%%

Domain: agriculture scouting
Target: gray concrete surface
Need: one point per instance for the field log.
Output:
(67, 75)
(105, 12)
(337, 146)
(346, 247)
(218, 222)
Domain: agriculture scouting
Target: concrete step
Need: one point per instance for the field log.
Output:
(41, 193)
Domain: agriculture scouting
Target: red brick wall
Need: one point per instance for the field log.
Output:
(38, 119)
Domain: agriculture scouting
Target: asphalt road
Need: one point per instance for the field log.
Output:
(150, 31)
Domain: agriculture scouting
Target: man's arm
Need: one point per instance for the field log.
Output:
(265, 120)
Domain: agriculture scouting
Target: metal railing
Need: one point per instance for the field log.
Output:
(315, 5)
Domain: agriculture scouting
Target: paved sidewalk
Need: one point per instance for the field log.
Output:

%%

About this task: Across the records, count the lines that contain the word "Target" and give that figure alone.

Result for this task: 7